*** Document section Section Begins ***

Networking Tips for Hoteliers:
Why Should You Network? Hotel owners who develop relationships and networks within their local communities are more likely to see an influx of new guests. Sitting at the front desk staring at the check-in screen won’t build your revenue. You have to get out the door and develop relationships in order to bring the guests in the door. People do business with people they like. Therefore, the people in your network need to get to know you as a trusted professional and as a likeable individual. In the hospitality industry in particular, it’s not just business, it’s personal. In any role at your hotel, you are selling both your brand and yourself. You need know how to blend the two into a powerful sales pitch with everyone you meet.
Whom Do You Network With? Your best network is right around the corner. Ignore what your mother taught you, and do talk to strangers. Anyone you meet can potentially become a guest, referral source, alliance partner, or advisor. Build relationships with the owners and staff of local businesses such as travel agencies, banks, restaurants and boutiques. Where there’s a wedding, there’s a wedding party and out-of-town guests. Meet with the bridal stores, florists and caters at least every three to six months. Know your local real estate agents, contractors, architects and painters. People moving, or in the middle of a messy renovation, often need temporary accommodations.

*** Document section Section Ends ***
*** Information provided Section Begins ***

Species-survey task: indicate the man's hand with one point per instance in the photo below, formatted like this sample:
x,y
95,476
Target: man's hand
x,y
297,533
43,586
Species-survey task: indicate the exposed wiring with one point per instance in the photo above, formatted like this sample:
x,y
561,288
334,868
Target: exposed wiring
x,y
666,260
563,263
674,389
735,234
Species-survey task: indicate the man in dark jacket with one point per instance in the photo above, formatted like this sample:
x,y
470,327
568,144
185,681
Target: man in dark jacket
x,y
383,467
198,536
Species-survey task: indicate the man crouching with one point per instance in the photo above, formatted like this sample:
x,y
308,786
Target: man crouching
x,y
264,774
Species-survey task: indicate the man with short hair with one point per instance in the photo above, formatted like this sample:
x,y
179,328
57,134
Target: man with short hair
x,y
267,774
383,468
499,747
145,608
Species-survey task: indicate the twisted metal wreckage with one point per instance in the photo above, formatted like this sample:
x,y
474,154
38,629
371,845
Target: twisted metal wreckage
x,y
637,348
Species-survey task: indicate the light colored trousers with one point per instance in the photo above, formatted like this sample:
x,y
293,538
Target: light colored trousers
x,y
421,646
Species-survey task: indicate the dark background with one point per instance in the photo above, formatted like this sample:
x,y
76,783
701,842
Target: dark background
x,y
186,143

*** Information provided Section Ends ***

» What to produce
Answer these questions using the networking tips for hoteliers.
(a) What activity does the text say won't build your revenue?
(b) How often should hoteliers meet with bridal stores and florists?
(c) Which people does the text say often need temporary accommodations?
This material stands apart from the networking tips and has no connection to them.

» Finished task
(a) Sitting at the front desk staring at the check-in screen.
(b) At least every three to six months.
(c) People moving, or people in the middle of a messy renovation.